__Текст для чтения__

Окрасить стены сумрачных
квартир
Я захочу – да с красками морока.
Благословлю себя на этот мир –
Лиловым цветом Врубеля
и Блока.
Это прекрасное и немного загадочное стихотворение Наталия Лихтенфельд написала, будучи школьницей. В 1982 году наш с ней учитель Сергей Евгеньевич Бирюков напечатал это стихотворение, которое, кстати, высоко ценил выдающийся филолог Борис Николаевич Двинянинов, в замечательной тамбовской областной газете «Комсомольское знамя».
Прошло много лет, я до сих пор люблю этот маленький шедевр, часто его повторяю про себя. Это стихотворение – во многом мой жизненный компас, моя отрада, моя надежда на то, что все будет хорошо, все образуется.
II
Наталия Лихтенфельд, уроженка Воронежа и выпускница Тамбовского иняза, почти тридцать лет (в силу коллизий судьбы) живет в Германии, в Берлине. За эти годы стала одним из лучших в мире филологов-германистов, переводчиком русской литературы на немецкий язык. Она перевела книги современных писателей Александра Файна, Эдуарда Просецкого, Николая Хлестова и многих других, произведения отечественной классики.

__Задания__
**1)** Перепишите без изменений фрагмент текста о Наталии Лихтенфельд, начиная со слов «Это прекрасное и» и заканчивая словами «хорошо, все образуется.».
**2)** В какой газете было напечатано стихотворение, о котором говорится в тексте о Наталии Лихтенфельд?
**3)** Назовите всех современных писателей, которые в тексте о Наталии Лихтенфельд упомянуты по имени как авторы переведенных ею книг.

__Строки из набора данных__

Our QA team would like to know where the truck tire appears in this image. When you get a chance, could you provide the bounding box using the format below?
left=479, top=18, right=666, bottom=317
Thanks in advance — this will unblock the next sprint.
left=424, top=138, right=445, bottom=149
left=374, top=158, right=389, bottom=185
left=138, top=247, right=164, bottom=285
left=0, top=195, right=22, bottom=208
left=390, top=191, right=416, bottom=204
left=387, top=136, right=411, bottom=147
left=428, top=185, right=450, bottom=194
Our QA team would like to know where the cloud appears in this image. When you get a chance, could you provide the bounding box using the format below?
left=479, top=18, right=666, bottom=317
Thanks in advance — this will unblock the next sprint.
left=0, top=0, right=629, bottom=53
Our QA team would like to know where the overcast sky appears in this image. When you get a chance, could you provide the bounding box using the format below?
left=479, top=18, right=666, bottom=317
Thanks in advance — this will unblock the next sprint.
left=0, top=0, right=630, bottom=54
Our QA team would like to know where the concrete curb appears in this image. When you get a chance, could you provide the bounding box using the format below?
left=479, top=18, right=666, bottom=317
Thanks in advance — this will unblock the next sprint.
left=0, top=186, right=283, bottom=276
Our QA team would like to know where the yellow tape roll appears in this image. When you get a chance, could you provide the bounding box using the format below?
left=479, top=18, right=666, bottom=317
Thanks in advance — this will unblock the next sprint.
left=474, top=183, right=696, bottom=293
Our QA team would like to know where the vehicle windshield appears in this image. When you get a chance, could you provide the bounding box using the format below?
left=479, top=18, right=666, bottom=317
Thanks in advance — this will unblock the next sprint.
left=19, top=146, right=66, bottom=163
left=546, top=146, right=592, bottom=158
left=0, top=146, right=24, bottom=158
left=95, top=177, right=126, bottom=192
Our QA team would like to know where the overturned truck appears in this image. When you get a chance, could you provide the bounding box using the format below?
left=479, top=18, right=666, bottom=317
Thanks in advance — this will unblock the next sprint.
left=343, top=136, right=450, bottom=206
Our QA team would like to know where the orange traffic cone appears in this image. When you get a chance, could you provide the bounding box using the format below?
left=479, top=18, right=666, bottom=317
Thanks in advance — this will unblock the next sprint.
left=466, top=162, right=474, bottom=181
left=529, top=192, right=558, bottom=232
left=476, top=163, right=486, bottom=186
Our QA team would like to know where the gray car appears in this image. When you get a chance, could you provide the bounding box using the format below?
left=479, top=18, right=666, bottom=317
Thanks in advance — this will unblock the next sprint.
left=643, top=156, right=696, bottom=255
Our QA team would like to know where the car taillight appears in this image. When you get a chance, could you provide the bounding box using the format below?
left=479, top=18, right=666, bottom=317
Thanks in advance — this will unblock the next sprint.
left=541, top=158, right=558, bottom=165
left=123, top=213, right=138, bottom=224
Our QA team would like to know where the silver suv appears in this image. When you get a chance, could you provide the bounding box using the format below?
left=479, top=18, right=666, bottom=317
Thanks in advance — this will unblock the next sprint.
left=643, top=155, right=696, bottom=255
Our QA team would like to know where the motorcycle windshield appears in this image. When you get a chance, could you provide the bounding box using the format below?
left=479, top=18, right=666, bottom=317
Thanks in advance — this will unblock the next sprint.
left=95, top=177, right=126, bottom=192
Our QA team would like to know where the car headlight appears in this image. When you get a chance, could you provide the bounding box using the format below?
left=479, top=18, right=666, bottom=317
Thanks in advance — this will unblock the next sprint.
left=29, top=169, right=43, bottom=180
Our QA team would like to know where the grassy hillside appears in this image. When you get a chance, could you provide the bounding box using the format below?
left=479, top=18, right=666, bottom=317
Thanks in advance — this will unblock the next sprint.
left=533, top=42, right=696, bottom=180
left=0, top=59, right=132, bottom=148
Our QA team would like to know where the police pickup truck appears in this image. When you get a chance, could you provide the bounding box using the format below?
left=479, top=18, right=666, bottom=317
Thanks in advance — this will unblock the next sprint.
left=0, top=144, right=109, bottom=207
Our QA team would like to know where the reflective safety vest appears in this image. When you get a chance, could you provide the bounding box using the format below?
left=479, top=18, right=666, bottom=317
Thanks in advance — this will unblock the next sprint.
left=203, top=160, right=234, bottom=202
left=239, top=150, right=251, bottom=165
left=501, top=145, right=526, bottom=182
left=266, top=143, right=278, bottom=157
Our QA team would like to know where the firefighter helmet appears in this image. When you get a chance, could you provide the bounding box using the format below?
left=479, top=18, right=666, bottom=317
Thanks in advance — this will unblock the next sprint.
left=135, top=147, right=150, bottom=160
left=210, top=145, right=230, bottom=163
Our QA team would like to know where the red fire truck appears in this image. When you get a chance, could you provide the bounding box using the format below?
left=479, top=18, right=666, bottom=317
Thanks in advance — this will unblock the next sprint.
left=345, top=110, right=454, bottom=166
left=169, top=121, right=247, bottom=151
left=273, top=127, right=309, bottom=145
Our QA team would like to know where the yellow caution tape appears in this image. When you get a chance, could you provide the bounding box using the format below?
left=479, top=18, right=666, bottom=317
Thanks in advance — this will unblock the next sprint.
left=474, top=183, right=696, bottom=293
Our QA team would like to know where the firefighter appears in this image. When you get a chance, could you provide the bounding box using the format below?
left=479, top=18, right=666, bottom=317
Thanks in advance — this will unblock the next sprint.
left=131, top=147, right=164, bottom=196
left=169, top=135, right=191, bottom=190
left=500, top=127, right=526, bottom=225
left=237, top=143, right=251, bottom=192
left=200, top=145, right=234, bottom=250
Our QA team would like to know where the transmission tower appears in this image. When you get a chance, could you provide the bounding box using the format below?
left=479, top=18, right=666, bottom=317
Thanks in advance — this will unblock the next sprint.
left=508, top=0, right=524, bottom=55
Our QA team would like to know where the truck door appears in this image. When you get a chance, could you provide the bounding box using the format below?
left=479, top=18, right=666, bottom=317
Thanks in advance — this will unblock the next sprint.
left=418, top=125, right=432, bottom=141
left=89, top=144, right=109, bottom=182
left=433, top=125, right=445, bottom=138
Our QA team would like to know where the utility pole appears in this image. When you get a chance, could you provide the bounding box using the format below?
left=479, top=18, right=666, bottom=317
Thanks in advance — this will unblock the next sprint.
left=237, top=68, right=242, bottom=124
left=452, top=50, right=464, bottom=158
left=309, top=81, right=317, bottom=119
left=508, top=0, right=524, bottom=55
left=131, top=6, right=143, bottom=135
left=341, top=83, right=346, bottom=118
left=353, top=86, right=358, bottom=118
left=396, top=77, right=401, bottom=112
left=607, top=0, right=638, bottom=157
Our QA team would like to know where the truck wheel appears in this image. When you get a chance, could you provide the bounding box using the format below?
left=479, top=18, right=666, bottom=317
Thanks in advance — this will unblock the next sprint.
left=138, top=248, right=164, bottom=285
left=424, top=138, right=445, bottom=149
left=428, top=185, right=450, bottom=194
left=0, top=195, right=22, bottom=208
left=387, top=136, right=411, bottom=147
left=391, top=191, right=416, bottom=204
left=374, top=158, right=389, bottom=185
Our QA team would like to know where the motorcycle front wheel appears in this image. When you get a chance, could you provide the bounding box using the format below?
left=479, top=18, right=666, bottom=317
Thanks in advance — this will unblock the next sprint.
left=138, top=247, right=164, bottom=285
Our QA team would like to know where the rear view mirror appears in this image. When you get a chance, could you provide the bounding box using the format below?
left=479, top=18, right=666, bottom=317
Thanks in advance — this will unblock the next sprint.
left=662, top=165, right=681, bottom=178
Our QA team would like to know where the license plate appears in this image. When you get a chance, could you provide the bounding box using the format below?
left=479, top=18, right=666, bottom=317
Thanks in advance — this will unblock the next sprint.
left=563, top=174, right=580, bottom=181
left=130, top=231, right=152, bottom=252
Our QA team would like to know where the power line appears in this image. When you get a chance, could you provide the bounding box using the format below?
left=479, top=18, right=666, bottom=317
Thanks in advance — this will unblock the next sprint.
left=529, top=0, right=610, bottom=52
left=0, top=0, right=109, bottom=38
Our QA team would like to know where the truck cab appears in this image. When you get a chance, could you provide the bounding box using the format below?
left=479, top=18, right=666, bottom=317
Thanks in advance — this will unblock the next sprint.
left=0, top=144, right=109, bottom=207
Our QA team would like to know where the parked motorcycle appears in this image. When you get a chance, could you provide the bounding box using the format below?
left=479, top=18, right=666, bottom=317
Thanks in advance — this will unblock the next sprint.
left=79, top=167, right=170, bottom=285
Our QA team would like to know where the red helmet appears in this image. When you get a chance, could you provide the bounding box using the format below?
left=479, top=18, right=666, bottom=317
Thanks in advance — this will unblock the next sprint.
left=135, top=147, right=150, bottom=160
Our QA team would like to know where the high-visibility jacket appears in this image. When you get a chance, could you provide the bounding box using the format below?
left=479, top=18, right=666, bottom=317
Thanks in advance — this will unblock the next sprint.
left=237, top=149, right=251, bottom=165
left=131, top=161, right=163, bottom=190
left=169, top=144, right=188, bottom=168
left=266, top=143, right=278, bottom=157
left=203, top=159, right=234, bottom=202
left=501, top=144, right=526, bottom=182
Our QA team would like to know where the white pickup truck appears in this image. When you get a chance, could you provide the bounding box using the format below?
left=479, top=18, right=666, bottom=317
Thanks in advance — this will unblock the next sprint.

__Ответы к заданиям__
**1)**
Это прекрасное и немного загадочное стихотворение Наталия Лихтенфельд написала, будучи школьницей. В 1982 году наш с ней учитель Сергей Евгеньевич Бирюков напечатал это стихотворение, которое, кстати, высоко ценил выдающийся филолог Борис Николаевич Двинянинов, в замечательной тамбовской областной газете «Комсомольское знамя».
Прошло много лет, я до сих пор люблю этот маленький шедевр, часто его повторяю про себя. Это стихотворение – во многом мой жизненный компас, моя отрада, моя надежда на то, что все будет хорошо, все образуется.

**2)** В тамбовской областной газете «Комсомольское знамя».

**3)** Александр Файн, Эдуард Просецкий, Николай Хлестов.